» **Work to complete**
Substitute "inventory log" for "shelf-audit log" throughout the rows below, leaving every other word unchanged, and write the rows out again without the pictures.

» **Stored data**

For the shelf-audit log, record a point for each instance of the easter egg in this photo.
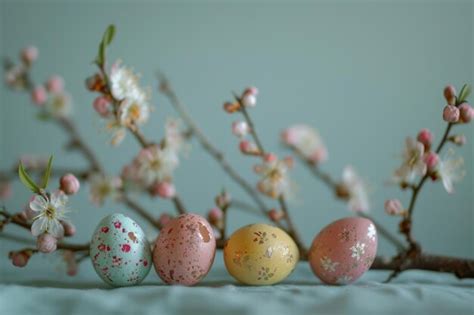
(119, 251)
(260, 254)
(185, 249)
(344, 250)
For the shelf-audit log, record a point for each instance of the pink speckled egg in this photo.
(184, 250)
(344, 250)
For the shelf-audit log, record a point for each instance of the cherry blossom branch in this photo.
(218, 156)
(332, 184)
(457, 111)
(461, 268)
(76, 142)
(17, 220)
(291, 228)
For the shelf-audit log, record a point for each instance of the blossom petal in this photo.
(56, 229)
(58, 199)
(39, 226)
(39, 203)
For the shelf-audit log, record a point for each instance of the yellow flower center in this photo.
(50, 212)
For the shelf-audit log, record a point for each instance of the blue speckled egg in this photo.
(119, 251)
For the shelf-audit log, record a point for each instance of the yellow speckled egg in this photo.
(260, 254)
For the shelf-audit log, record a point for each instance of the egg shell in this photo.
(119, 251)
(344, 250)
(185, 249)
(260, 254)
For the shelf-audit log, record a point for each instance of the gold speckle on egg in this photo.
(269, 252)
(260, 254)
(203, 231)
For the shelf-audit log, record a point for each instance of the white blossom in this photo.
(413, 164)
(274, 181)
(345, 279)
(451, 170)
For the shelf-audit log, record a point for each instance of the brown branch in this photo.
(332, 184)
(461, 267)
(210, 148)
(291, 228)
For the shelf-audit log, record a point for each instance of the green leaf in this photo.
(106, 40)
(465, 92)
(26, 180)
(47, 173)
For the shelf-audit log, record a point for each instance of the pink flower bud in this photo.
(249, 100)
(55, 84)
(270, 158)
(231, 107)
(393, 207)
(164, 190)
(29, 54)
(247, 147)
(46, 243)
(20, 259)
(38, 95)
(240, 128)
(101, 106)
(69, 184)
(164, 219)
(72, 269)
(275, 215)
(289, 161)
(431, 160)
(466, 112)
(215, 215)
(223, 200)
(69, 228)
(451, 114)
(251, 90)
(450, 94)
(459, 140)
(319, 155)
(5, 190)
(289, 136)
(426, 137)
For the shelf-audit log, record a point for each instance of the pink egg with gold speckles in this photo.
(344, 250)
(184, 250)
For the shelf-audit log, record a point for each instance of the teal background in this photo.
(365, 74)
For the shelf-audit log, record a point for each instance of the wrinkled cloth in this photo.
(414, 292)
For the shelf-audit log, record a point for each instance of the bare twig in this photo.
(332, 184)
(210, 148)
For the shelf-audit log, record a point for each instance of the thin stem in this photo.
(281, 199)
(332, 184)
(211, 149)
(251, 125)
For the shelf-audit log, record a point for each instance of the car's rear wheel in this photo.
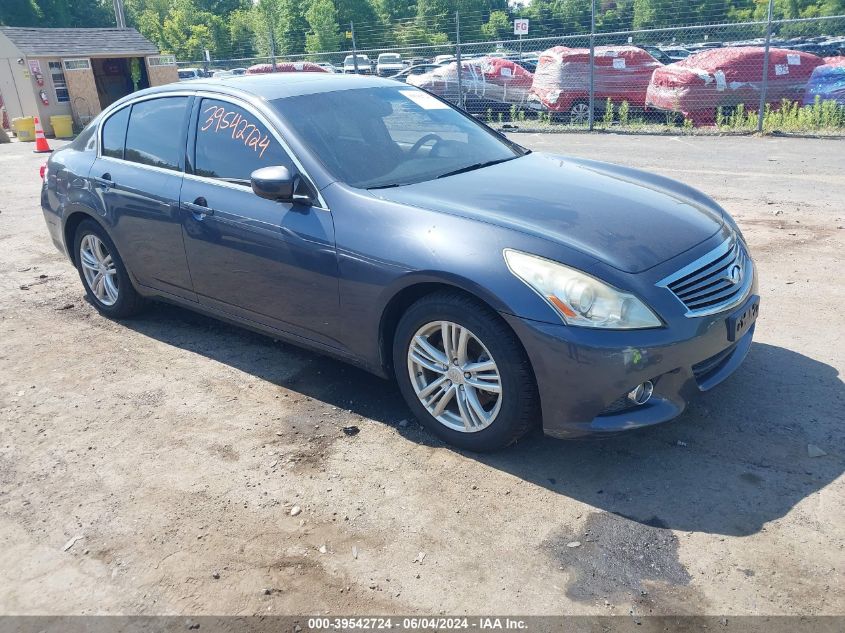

» **Written response**
For the inventory log, record a point for each instance of the easter egg in this photo.
(119, 251)
(260, 254)
(185, 249)
(344, 250)
For the inventory log, record a point for each instance of the pink speckled egg in this photo.
(184, 250)
(344, 250)
For the inventory log, record a point for each instance of the cherry blossom branch in this photo.
(218, 156)
(332, 184)
(457, 111)
(461, 268)
(76, 142)
(17, 220)
(291, 228)
For the inventory log, record a point for each instance of the blossom petal in this photo.
(56, 229)
(58, 199)
(39, 226)
(39, 203)
For the inventory log, record a point for each instance of the yellow flower center in this photo.
(50, 212)
For the inventory log, record a point for each instance of the blue speckled egg in this photo.
(119, 251)
For the inventory log, record a point for each instance of the yellow speckled egg in this photo.
(260, 254)
For the inventory log, record a point for each instance of the egg shell in this photo.
(119, 251)
(344, 250)
(185, 249)
(260, 254)
For the inventory log, record a point for each instance of the gold speckle on egg in this photo.
(269, 252)
(260, 254)
(203, 231)
For the inventory log, record a point for each instance of the white blossom in this photo.
(413, 164)
(274, 181)
(345, 279)
(451, 170)
For the inventory log, record a point for each instance of the brown branch in this photo.
(332, 184)
(461, 267)
(210, 148)
(291, 228)
For the inventory log, record a point for each instance of the green leaf in this photo.
(106, 40)
(465, 92)
(26, 180)
(47, 173)
For the inventory log, record a point for each instance of the pink flower bud in this photo.
(249, 100)
(55, 84)
(270, 158)
(231, 107)
(393, 207)
(164, 190)
(29, 54)
(247, 147)
(46, 243)
(20, 259)
(38, 95)
(240, 128)
(101, 106)
(69, 184)
(164, 219)
(72, 269)
(275, 215)
(289, 161)
(431, 160)
(466, 112)
(215, 215)
(223, 200)
(69, 228)
(451, 114)
(251, 90)
(450, 94)
(459, 140)
(319, 155)
(5, 190)
(289, 136)
(426, 137)
For the inventory log, record a point for each instance of the pink egg with gold speckles in this photo.
(344, 250)
(184, 250)
For the inventory log, record a point for each instance of the teal background in this photo.
(365, 74)
For the inventory log, record a point for each instance of the wrinkled cloth in this photo.
(414, 292)
For the inventory log, record a point for each instance of the bare twig in this photo.
(332, 184)
(210, 148)
For the inventory log, record a point for each instance of the thin stem in this photo.
(281, 199)
(332, 184)
(211, 149)
(251, 125)
For the inventory log, record a point for each instance of the car's rear wheel in this photo.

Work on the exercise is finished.